• [Source]:

Doh! I started writting this at 4:00 am (I am happy I have such a great mood to write late at night) and turned quite nice but couldn't finish it yesterday because of some wicked power offs (I've just figured that what I should first buy with my money from work is a UPS :P). Who sets the power off at such a late hour? First time it happens to me..
It's just came to my mind. I had a long time to make a nice feelingful walk on the city while listening to some music and thinking about stuff. The usual stuff. About life, the universe and everything. And so I have thought of more things I felt like writting in this blog. "Hey, that could be a nice entry to my blog" thingy thing. Nah,. my blog entries are boring. But I do like them and I do enjoy to read what the hell I was writting. Don't ask why we need to also release these thoughts to the internet if they are supposed to be something like a diary or personal thoughts :P
I will try to be sort this time because it's already 3:30 am even though I don't have to wake up early tomorrow to go to work. Usually when I say that, I get x10 times much longer text than I had originaly wished for..
I had the same feeling again. Concentrating on a thought that feels so great, so clear. Also remembering something from my past. My friend Antitec always asks me if I can remember a single moment in my life that I was really happy. He tries to show me that we haven't lived our lives in full yet, that there is something missing. Now I remembered a moment, one that when it comes makes me happy, about one person. I'd pinpoint this one just like when Don Juan asked something similar to Carlos Castaneda (yeah, I had an obsession with Castaneda in the past :). Hmm,. now I am thinking it, the question that Antitec asks is very similar to that of Don Juan. Though what Don Juan was expecting from Carlos Castaneda was maybe not something that Antitec would (but I don't know since I haven't asked him, I am just assuming). Not an ordinary life milestone was expected, not the day Carlos got his university degree, not the day he was married, not the day he first kissed a girl, not something like that. Something out of the ordinary, something not applying for a regular happy time, something unexpected that changes one life but maybe it cannot be seen as that. The hell I know exactly, but the moment I remember is something anyone would say that it's not a milestone or a special moment or anything important. It indeed wasn't in that sense. My life didn't seem to change the next day. But it is a single moment it makes me feel great when I remember, a moment I wouldn't like to have missed from my memory now I am thinking it. I have (maybe poorly) explained it in an older post (Oh, and it's not just about falling in love with the girl or something, don't go into predictable conclusions).
That girl's attitude (that could also be attributed to alcohol) has something to do with the great feeling I had this night. It's about a thought that I also had in the past but maybe it only gets more clear, more sincere, more lucid as long as time passes. As with other current nice thoughts and feelings which seem to be just an evolution of older ideas that didn't felt quite right back in the vast past till only recently. Anyways,. I just figured out again what's really wrong with the world (and still have only 5 minutes to transmit before the Vogon space fleet arrives :P).
I think that people judge too much. They like to have a personal opinion which is ok because bearing a personality means drawing your own conclusions about the world around you. Sometimes it seems like they wish to treat the "ignorants" of their faults, who are wrong in their lives and have to be led through the one and only right way in life. The one that the judging people are following of course. They seem to like judging or trying to affect anyone else's life even though this could lead in a hassle or hurting someone's feelings or even worse. They just can't shut the fuck up, can't stop breaking someone's balls who is not in need of judgement but understanding and acceptance.

• [Objective]:
Retype the blog post word for word, everything from "I think that" down to "understanding and acceptance.". Rely only on the blog post for everything that follows.

• [Material supplied]:
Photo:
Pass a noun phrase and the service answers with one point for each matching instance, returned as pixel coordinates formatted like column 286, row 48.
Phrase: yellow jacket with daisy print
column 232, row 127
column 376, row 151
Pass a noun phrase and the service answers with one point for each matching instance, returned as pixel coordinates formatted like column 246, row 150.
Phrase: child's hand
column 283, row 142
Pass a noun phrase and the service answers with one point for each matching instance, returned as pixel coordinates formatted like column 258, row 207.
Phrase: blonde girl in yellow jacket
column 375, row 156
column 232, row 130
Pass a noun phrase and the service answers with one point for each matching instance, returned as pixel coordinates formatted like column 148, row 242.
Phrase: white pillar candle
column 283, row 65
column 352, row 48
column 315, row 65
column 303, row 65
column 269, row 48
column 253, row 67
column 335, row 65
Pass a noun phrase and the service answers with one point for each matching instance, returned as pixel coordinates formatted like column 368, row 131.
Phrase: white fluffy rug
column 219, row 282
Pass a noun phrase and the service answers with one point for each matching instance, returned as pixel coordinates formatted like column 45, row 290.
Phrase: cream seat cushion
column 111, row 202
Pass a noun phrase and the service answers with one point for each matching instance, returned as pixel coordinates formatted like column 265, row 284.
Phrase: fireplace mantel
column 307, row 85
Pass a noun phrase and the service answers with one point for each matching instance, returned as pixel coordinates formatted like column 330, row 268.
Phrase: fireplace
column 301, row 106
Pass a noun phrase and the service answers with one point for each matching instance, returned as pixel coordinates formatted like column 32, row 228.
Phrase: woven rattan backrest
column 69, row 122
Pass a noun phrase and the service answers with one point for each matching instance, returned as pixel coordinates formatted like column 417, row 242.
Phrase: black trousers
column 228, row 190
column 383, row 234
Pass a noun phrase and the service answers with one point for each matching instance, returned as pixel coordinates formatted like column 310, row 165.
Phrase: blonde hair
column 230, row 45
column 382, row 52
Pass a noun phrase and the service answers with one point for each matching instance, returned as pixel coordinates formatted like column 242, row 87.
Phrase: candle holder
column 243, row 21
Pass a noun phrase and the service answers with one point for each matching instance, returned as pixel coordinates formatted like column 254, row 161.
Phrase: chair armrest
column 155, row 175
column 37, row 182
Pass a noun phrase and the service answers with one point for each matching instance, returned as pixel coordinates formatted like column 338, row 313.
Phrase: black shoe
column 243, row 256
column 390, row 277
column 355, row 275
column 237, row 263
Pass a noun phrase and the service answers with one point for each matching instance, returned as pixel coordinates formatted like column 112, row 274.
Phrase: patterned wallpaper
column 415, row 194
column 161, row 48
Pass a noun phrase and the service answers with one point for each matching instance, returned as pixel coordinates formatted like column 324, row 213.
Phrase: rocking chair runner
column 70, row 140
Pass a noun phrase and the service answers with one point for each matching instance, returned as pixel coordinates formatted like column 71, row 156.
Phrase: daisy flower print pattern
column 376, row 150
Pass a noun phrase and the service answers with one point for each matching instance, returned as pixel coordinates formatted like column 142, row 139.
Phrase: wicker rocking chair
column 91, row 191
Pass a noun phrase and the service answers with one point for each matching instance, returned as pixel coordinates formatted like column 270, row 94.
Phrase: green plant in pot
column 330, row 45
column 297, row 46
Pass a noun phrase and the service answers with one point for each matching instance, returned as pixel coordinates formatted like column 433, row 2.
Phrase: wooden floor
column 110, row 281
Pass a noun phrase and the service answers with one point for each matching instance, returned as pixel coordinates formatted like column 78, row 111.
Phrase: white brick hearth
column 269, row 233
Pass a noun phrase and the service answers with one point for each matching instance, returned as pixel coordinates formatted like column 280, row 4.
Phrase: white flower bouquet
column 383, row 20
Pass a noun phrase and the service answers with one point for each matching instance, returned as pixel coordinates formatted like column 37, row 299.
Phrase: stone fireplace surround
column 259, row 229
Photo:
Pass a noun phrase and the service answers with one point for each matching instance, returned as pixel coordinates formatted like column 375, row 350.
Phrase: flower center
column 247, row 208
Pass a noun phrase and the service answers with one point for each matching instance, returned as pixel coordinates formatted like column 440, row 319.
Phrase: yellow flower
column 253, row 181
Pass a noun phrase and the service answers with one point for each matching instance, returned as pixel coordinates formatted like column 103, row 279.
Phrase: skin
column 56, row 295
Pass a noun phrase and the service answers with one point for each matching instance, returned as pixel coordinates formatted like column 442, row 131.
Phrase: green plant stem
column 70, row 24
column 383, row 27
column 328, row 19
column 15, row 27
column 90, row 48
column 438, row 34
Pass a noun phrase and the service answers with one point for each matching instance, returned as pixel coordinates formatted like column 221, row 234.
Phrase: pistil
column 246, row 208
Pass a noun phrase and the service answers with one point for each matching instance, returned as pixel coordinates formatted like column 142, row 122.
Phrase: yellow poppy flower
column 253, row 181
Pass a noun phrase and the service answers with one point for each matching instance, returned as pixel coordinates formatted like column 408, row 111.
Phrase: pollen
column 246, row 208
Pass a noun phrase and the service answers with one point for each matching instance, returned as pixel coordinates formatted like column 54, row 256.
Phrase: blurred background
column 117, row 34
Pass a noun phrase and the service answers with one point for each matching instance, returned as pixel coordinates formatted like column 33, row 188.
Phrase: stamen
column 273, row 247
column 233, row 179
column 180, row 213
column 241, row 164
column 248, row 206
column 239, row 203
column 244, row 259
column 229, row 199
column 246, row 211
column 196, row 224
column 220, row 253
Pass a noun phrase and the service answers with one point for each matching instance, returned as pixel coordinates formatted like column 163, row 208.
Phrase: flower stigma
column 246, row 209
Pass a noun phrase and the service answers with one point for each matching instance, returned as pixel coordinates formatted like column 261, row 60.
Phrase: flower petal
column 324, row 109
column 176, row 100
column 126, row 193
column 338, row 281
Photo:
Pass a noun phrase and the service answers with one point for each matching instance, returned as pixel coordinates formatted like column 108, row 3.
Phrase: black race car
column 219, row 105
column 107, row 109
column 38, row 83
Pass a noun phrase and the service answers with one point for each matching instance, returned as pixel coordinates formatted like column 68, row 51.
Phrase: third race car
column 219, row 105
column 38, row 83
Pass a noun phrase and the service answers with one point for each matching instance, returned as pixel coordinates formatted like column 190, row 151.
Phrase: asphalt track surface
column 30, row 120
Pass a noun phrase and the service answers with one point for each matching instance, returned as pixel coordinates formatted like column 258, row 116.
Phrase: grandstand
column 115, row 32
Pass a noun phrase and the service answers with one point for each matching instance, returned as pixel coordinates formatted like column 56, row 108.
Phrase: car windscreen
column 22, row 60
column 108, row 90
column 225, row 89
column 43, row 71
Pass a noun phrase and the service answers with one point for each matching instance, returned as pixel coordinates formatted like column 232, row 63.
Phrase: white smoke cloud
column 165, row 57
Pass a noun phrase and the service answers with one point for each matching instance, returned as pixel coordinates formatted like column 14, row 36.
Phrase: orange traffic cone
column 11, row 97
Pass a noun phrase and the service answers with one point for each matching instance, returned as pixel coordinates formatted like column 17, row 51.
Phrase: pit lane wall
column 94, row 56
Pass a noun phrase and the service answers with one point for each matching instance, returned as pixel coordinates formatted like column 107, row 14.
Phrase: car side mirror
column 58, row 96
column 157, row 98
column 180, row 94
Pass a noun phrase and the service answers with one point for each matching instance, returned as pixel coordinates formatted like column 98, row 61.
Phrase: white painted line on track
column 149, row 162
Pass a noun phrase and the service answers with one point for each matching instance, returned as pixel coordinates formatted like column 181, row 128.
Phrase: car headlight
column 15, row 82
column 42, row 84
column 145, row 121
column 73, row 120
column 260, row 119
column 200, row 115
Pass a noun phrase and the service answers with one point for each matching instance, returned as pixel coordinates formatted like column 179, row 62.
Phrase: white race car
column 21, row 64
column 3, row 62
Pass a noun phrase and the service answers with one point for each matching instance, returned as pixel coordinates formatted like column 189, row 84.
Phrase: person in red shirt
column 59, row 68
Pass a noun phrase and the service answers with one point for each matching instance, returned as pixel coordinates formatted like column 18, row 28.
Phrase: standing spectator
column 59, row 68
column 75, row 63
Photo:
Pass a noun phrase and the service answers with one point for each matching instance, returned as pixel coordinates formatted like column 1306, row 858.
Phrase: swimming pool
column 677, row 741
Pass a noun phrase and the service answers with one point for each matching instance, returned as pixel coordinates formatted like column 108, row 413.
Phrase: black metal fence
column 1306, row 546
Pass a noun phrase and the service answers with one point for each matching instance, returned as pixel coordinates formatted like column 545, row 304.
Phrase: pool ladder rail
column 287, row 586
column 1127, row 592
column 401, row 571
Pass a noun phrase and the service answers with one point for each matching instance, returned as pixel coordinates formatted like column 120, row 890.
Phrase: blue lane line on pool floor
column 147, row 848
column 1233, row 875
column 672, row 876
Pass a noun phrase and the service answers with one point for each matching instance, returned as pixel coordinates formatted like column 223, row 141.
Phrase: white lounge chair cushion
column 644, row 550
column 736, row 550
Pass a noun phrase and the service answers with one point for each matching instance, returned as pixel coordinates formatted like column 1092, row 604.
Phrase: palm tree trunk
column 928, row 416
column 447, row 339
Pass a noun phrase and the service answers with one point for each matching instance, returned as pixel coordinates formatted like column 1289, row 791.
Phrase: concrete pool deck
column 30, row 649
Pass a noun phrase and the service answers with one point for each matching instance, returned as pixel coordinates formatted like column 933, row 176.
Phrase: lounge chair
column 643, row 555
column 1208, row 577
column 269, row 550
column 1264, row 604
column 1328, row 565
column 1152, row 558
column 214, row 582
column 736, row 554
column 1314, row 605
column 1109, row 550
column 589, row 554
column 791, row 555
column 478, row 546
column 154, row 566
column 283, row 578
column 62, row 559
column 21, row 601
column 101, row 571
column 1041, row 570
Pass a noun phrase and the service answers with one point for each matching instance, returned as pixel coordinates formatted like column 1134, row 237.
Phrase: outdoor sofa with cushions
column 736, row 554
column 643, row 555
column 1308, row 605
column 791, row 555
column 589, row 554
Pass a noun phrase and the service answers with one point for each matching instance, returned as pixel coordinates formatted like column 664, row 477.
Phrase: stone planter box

• [Result of the task]:
I think that people judge too much. They like to have a personal opinion which is ok because bearing a personality means drawing your own conclusions about the world around you. Sometimes it seems like they wish to treat the "ignorants" of their faults, who are wrong in their lives and have to be led through the one and only right way in life. The one that the judging people are following of course. They seem to like judging or trying to affect anyone else's life even though this could lead in a hassle or hurting someone's feelings or even worse. They just can't shut the fuck up, can't stop breaking someone's balls who is not in need of judgement but understanding and acceptance.